Exercise -> A faithful, word-for-word transcription of all the data is what is needed.

__________________________________________________

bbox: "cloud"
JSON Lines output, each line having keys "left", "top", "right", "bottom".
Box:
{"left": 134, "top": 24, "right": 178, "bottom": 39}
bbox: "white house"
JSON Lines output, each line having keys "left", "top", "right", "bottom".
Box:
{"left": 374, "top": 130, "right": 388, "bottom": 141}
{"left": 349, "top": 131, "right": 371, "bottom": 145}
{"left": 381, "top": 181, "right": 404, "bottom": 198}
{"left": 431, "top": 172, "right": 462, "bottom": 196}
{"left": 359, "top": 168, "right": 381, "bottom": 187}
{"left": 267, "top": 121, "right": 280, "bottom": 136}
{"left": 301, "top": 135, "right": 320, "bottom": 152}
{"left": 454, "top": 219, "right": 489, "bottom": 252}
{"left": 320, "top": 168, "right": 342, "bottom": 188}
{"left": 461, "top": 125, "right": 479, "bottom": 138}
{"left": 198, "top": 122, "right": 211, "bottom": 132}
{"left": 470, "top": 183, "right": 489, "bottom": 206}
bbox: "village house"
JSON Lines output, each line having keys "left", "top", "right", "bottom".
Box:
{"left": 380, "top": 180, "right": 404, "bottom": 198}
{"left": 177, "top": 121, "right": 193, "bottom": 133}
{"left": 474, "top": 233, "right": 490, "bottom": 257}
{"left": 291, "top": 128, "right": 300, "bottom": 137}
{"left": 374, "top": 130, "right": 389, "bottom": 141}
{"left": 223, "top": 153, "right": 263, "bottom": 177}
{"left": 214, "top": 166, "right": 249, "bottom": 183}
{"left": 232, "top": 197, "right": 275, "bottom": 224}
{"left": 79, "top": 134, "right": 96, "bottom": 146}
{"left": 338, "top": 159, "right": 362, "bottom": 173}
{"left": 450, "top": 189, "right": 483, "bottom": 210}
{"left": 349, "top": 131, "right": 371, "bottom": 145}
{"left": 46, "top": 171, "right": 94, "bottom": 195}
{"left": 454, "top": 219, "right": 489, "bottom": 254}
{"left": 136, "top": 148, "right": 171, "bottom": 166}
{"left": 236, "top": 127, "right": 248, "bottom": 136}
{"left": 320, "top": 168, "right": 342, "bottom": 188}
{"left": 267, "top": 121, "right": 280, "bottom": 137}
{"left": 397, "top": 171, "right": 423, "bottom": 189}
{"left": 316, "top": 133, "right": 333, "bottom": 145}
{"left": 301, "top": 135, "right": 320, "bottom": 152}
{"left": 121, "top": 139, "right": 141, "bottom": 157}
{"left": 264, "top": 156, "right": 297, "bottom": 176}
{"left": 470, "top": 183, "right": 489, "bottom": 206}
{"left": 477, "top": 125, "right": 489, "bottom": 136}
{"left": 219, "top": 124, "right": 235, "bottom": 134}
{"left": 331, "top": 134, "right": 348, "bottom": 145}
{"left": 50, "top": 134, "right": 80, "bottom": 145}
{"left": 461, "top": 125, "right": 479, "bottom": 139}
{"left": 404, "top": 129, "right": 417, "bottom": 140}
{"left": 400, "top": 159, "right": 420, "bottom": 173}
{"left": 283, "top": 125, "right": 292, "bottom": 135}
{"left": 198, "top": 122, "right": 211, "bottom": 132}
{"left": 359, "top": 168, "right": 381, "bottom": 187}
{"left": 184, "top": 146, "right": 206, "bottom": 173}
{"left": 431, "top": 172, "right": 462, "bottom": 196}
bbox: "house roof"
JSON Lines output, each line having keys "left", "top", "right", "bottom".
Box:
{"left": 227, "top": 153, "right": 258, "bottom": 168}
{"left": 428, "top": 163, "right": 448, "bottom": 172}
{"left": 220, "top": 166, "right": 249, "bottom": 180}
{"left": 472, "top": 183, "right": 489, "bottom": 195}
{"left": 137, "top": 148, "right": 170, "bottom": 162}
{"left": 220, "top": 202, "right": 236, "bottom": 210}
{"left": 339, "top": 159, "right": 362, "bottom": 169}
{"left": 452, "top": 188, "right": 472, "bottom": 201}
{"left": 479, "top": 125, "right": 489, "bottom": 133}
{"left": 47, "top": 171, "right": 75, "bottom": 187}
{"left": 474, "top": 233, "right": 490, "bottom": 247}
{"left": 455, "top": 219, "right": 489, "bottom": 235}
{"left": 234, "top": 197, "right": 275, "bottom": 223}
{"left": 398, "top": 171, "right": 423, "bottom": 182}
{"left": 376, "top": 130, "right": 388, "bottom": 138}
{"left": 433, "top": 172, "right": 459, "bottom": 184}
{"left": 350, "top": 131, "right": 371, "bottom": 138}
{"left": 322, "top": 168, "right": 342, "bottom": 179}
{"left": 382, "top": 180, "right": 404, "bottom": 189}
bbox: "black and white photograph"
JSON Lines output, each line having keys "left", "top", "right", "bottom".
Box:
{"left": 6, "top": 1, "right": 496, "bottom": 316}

__________________________________________________

Exercise output ->
bbox: "cloud"
JSON Lines output, each line having keys "left", "top", "right", "bottom".
Box:
{"left": 134, "top": 24, "right": 178, "bottom": 39}
bbox: "white house"
JSON Lines output, each line having keys "left", "top", "right", "bottom".
Box:
{"left": 374, "top": 130, "right": 388, "bottom": 141}
{"left": 349, "top": 131, "right": 371, "bottom": 145}
{"left": 381, "top": 181, "right": 404, "bottom": 198}
{"left": 431, "top": 172, "right": 462, "bottom": 196}
{"left": 359, "top": 168, "right": 381, "bottom": 187}
{"left": 267, "top": 121, "right": 280, "bottom": 136}
{"left": 301, "top": 135, "right": 320, "bottom": 152}
{"left": 454, "top": 219, "right": 489, "bottom": 252}
{"left": 320, "top": 168, "right": 342, "bottom": 188}
{"left": 461, "top": 125, "right": 479, "bottom": 138}
{"left": 198, "top": 122, "right": 211, "bottom": 132}
{"left": 470, "top": 183, "right": 489, "bottom": 206}
bbox: "village house"
JSON Lines output, each line having keys "left", "top", "right", "bottom".
Box:
{"left": 380, "top": 180, "right": 404, "bottom": 198}
{"left": 177, "top": 121, "right": 193, "bottom": 133}
{"left": 474, "top": 233, "right": 490, "bottom": 257}
{"left": 291, "top": 128, "right": 300, "bottom": 137}
{"left": 374, "top": 130, "right": 389, "bottom": 141}
{"left": 223, "top": 153, "right": 263, "bottom": 177}
{"left": 214, "top": 166, "right": 249, "bottom": 183}
{"left": 232, "top": 197, "right": 275, "bottom": 224}
{"left": 79, "top": 134, "right": 96, "bottom": 146}
{"left": 338, "top": 159, "right": 362, "bottom": 173}
{"left": 450, "top": 189, "right": 483, "bottom": 210}
{"left": 349, "top": 131, "right": 371, "bottom": 145}
{"left": 46, "top": 171, "right": 94, "bottom": 195}
{"left": 454, "top": 219, "right": 489, "bottom": 254}
{"left": 136, "top": 148, "right": 171, "bottom": 166}
{"left": 236, "top": 127, "right": 248, "bottom": 136}
{"left": 320, "top": 168, "right": 342, "bottom": 188}
{"left": 267, "top": 121, "right": 280, "bottom": 137}
{"left": 397, "top": 171, "right": 423, "bottom": 189}
{"left": 316, "top": 133, "right": 333, "bottom": 145}
{"left": 301, "top": 135, "right": 320, "bottom": 152}
{"left": 121, "top": 139, "right": 141, "bottom": 157}
{"left": 264, "top": 156, "right": 297, "bottom": 176}
{"left": 470, "top": 183, "right": 489, "bottom": 206}
{"left": 477, "top": 125, "right": 489, "bottom": 136}
{"left": 219, "top": 124, "right": 235, "bottom": 134}
{"left": 331, "top": 134, "right": 348, "bottom": 145}
{"left": 50, "top": 134, "right": 80, "bottom": 145}
{"left": 461, "top": 125, "right": 479, "bottom": 139}
{"left": 404, "top": 129, "right": 417, "bottom": 140}
{"left": 400, "top": 159, "right": 420, "bottom": 173}
{"left": 283, "top": 125, "right": 292, "bottom": 135}
{"left": 198, "top": 122, "right": 211, "bottom": 132}
{"left": 359, "top": 168, "right": 381, "bottom": 187}
{"left": 184, "top": 146, "right": 206, "bottom": 173}
{"left": 431, "top": 172, "right": 462, "bottom": 196}
bbox: "house roof"
JSON Lines output, each line having keys "left", "top", "right", "bottom".
Box:
{"left": 227, "top": 153, "right": 258, "bottom": 168}
{"left": 428, "top": 163, "right": 448, "bottom": 172}
{"left": 220, "top": 166, "right": 249, "bottom": 180}
{"left": 472, "top": 183, "right": 489, "bottom": 195}
{"left": 137, "top": 148, "right": 170, "bottom": 162}
{"left": 220, "top": 202, "right": 236, "bottom": 210}
{"left": 339, "top": 159, "right": 362, "bottom": 169}
{"left": 452, "top": 188, "right": 472, "bottom": 201}
{"left": 479, "top": 125, "right": 489, "bottom": 133}
{"left": 47, "top": 171, "right": 75, "bottom": 187}
{"left": 474, "top": 233, "right": 490, "bottom": 247}
{"left": 455, "top": 219, "right": 489, "bottom": 235}
{"left": 234, "top": 197, "right": 275, "bottom": 223}
{"left": 398, "top": 171, "right": 423, "bottom": 182}
{"left": 376, "top": 130, "right": 388, "bottom": 138}
{"left": 433, "top": 172, "right": 459, "bottom": 184}
{"left": 350, "top": 131, "right": 371, "bottom": 138}
{"left": 322, "top": 168, "right": 342, "bottom": 179}
{"left": 382, "top": 180, "right": 404, "bottom": 189}
bbox: "black and white photograph"
JSON Lines output, each line having keys "left", "top", "right", "bottom".
Box:
{"left": 6, "top": 1, "right": 496, "bottom": 316}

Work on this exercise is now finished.